STUDY TEXT:
=== Begin Enclosure ===
Back in New York, my things get pulled for a customs exam in the port of New York.  The port workers had been on strike for a couple of days the week prior.  I could have gone to stay with my sister but wanted to be in my own space.  Not only does the exam cause delay and necessitate 'urban camping,' it also costs about 700 dollars.  (The karmic set-up for the drawing bounty. . . .)

Finally, the movers arrive, with this big single crate on the back of the truck.  That's when international moving starts to seem uncannily like the 24th mile of a marathon.  The crew of movers are late.  Just the guy who has brought the truck is present and everyone else is stuck in horrendous traffic, about five miles away.  That's when the mover starts telling me the customs exam never happened.  He is wrenching off the crate.  Nothing has been touched.
=== End Enclosure ===
PROBLEMS TO WORK ON:
a – Rewrite the paragraph of the moving account that begins "Finally, the movers arrive" as a short list of its main facts.
b – Copy the words of the moving account between "Finally, the movers" and "has been touched.", inclusive.
c – According to the moving account, how much does the customs exam cost?

[Point-per-instance location data]
=== Begin Enclosure ===
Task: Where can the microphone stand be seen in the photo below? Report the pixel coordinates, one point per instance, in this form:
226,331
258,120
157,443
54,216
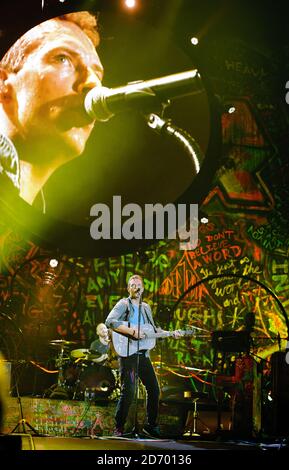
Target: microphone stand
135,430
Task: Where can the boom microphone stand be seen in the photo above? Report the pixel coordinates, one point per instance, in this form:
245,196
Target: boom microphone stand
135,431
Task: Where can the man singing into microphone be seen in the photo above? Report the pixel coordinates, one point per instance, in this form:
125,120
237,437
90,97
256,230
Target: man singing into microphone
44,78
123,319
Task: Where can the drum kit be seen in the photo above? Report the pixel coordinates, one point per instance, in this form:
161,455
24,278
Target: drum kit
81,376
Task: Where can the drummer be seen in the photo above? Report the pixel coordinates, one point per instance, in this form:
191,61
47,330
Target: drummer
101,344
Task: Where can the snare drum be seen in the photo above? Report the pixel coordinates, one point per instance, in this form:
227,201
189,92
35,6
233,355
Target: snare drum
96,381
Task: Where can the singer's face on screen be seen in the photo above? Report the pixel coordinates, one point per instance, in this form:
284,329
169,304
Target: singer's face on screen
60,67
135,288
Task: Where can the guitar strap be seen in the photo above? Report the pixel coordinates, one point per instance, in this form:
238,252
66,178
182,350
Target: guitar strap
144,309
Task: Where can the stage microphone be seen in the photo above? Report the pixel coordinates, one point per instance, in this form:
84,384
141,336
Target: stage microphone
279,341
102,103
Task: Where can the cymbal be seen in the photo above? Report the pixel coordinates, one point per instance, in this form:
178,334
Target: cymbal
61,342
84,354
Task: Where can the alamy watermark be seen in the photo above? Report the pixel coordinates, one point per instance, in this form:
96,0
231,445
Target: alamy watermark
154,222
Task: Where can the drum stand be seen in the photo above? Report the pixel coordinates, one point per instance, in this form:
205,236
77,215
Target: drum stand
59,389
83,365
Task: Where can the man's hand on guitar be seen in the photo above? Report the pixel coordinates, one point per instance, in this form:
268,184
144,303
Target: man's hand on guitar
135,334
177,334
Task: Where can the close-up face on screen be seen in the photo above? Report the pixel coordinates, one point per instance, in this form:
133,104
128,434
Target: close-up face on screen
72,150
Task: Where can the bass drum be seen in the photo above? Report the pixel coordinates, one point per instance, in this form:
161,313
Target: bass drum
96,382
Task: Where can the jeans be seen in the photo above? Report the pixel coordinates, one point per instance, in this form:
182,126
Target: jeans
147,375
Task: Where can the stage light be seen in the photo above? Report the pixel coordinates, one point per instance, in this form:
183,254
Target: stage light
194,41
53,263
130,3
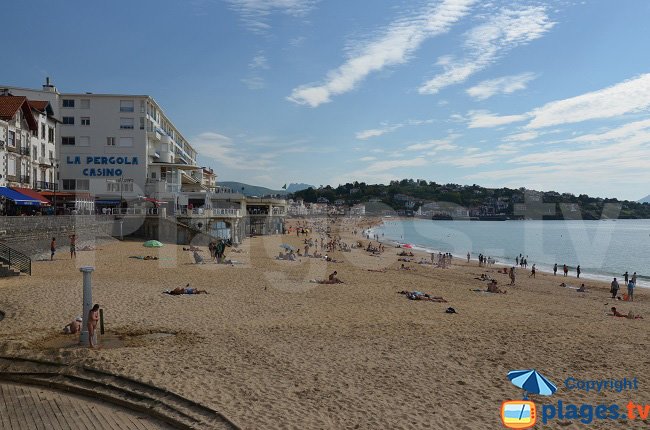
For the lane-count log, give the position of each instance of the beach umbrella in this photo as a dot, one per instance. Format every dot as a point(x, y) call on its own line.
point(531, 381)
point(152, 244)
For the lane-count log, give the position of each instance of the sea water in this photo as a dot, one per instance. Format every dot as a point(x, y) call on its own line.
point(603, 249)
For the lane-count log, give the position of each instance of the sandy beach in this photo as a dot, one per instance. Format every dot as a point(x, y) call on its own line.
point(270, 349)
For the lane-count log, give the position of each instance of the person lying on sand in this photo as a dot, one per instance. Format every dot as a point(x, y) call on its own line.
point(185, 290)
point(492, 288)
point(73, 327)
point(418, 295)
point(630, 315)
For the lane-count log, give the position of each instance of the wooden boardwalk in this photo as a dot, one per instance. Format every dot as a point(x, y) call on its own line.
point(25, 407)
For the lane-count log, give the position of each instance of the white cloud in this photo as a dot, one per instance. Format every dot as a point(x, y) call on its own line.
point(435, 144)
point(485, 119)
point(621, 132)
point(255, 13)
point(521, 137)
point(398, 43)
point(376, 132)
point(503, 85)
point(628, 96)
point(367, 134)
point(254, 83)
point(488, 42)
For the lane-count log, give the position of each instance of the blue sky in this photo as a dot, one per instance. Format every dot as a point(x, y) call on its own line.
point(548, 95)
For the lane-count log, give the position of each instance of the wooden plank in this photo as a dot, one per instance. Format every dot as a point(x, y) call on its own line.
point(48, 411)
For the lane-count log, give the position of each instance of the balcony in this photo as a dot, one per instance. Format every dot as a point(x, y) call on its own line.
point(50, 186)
=== End Enclosure ===
OUTPUTS IN ORDER:
a –
- The movers arrive with one big crate on the back of the truck.
- International moving starts to feel like the 24th mile of a marathon.
- The crew is late; only the truck driver is there.
- The rest are stuck in terrible traffic about five miles away.
- The mover says the customs exam never happened.
- He wrenches off the crate, and nothing has been touched.

b –
Finally, the movers arrive, with this big single crate on the back of the truck.  That's when international moving starts to seem uncannily like the 24th mile of a marathon.  The crew of movers are late.  Just the guy who has brought the truck is present and everyone else is stuck in horrendous traffic, about five miles away.  That's when the mover starts telling me the customs exam never happened.  He is wrenching off the crate.  Nothing has been touched.

c – About 700 dollars.